Point annotation listing
= = = =

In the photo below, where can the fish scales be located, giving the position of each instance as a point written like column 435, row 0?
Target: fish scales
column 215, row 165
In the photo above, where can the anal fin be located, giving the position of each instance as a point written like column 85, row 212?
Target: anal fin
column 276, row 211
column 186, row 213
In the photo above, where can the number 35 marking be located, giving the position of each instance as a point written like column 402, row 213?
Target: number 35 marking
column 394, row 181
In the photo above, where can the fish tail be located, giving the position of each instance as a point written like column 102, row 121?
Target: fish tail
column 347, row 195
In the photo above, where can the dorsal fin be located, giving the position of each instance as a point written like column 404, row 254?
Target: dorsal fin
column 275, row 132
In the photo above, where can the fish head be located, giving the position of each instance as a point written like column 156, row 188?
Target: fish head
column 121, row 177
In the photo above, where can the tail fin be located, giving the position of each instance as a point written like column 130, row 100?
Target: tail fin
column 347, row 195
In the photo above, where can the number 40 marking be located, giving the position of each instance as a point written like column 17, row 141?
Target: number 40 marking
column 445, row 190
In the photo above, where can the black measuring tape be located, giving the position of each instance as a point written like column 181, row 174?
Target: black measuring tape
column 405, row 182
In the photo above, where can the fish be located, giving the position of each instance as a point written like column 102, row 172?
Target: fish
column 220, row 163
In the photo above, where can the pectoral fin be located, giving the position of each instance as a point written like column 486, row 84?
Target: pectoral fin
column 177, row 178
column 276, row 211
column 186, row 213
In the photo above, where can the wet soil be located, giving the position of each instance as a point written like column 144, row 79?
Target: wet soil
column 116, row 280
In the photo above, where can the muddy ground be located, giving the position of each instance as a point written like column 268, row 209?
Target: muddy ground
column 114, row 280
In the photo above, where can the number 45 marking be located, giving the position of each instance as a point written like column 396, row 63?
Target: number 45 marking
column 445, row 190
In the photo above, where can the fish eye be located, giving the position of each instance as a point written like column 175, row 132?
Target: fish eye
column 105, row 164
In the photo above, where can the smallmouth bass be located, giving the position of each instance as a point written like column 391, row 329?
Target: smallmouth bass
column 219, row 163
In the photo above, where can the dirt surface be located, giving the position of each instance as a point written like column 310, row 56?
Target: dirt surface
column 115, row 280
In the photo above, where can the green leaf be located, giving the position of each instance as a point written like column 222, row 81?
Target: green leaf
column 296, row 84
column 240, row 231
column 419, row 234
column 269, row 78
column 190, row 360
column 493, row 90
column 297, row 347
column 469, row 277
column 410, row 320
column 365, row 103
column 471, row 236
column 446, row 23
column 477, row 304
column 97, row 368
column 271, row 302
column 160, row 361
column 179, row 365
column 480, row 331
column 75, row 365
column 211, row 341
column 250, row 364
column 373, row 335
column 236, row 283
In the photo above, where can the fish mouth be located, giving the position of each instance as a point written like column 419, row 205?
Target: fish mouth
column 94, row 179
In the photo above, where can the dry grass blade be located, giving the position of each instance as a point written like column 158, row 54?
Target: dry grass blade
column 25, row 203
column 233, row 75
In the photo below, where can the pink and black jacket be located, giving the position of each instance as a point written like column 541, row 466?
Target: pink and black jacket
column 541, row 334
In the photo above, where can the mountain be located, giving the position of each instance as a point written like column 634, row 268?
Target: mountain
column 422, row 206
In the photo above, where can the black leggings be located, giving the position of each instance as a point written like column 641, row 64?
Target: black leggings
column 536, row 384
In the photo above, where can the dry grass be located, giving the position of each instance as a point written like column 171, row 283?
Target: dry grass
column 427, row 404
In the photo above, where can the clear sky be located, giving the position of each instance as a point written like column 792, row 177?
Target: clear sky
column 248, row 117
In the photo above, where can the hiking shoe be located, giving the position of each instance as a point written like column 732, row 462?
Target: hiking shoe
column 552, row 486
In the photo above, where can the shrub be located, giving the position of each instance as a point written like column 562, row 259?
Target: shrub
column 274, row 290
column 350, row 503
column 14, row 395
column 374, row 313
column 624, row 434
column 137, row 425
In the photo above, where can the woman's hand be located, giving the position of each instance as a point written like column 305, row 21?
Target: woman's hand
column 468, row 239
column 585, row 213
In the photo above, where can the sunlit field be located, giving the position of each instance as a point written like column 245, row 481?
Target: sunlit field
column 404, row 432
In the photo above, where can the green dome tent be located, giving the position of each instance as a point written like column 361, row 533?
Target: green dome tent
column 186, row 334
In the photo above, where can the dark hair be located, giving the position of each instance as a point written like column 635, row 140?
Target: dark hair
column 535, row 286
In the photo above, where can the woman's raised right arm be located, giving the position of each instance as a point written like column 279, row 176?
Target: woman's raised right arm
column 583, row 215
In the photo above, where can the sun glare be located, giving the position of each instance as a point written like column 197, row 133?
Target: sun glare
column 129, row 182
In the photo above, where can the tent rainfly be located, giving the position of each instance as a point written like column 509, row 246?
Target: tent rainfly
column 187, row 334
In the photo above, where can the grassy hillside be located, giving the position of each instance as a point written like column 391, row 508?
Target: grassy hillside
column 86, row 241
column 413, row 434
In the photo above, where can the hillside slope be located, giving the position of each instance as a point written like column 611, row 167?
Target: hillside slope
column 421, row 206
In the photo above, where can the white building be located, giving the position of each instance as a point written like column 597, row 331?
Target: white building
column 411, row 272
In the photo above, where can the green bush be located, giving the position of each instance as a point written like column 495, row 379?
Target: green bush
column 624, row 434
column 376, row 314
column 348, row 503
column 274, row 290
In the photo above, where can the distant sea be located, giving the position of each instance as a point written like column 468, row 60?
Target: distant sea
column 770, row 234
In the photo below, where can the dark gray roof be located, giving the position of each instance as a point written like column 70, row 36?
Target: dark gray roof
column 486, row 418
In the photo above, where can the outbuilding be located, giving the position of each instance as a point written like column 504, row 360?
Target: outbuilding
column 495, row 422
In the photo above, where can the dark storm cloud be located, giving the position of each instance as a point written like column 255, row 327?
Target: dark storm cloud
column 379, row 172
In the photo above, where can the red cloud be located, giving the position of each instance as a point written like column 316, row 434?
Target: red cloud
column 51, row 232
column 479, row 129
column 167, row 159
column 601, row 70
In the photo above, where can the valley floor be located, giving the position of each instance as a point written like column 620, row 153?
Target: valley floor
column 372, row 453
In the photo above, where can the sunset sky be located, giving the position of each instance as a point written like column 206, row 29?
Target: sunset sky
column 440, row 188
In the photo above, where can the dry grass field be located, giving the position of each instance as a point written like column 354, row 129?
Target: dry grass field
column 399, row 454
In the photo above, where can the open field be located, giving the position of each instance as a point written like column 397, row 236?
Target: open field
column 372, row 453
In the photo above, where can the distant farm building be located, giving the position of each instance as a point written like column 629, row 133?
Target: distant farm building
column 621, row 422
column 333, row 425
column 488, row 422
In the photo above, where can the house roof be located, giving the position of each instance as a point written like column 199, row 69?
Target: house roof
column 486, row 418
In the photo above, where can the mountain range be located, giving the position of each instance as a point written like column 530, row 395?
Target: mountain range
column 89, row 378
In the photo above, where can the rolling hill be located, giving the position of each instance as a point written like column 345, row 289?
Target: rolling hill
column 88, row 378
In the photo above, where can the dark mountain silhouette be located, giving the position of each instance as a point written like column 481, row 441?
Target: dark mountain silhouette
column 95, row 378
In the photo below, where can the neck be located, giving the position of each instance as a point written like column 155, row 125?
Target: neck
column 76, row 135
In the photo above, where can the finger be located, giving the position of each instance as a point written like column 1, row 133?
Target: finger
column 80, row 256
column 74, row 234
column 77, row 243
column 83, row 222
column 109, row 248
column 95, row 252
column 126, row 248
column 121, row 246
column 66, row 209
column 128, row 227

= = = =

Format the listing above as a two-column CSV with the columns text and answer, starting at the line that contains "In the photo above, where can the green dome" and ending at the line that contains "column 186, row 334". Give one row for each text and its answer, put each in a single quoted field, and turn line breaks into spaces.

text,answer
"In the photo above, where can the green dome tent be located, giving the position of each instance as a point written like column 361, row 533? Target: green dome tent","column 186, row 334"